____ Quoted passage

The hardy balloon flower in Kathy Meade’s Coram garden. Buds...

The hardy balloon flower in Kathy Meade’s Coram garden. Buds on these tough plants look like balloons before they open. Credit: Handout

DEAR JESSICA: I planted this flower at least 15 years ago thinking it was an annual. We have landscaped, sprayed it with weed killer thinking it was a weed and covered it with rocks -- and it keeps coming up every spring. Can you identify it? I would love to plant more but have no idea what it is. -- Kathy Meade, Coram

DEAR KATHY: That adorable low-maintenance specimen is Platycodon grandiflorus, commonly called balloon flower, Chinese bellflower or Japanese bellflower. As some of its common names suggest, it's a native of China, Japan and Manchuria. As you've noticed, the plant is as tough as nails. But it's difficult to move or divide because it has a long taproot. It wouldn't take kindly to relocation, anyway, so it's best to grow it from seed.

The plant, which is available in pink, purple or white, can grow to 1 to 2 feet tall, depending on variety, and is a perennial that blooms during summer and thrives in sun to part shade.

________
____ Data excerpt

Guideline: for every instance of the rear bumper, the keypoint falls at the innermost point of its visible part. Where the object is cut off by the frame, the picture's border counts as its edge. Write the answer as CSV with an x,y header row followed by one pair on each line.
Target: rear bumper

________

§ **Exercise objective**
According to the balloon flower column, why is the plant difficult to move or divide?

§ **Written answer**
It has a long taproot.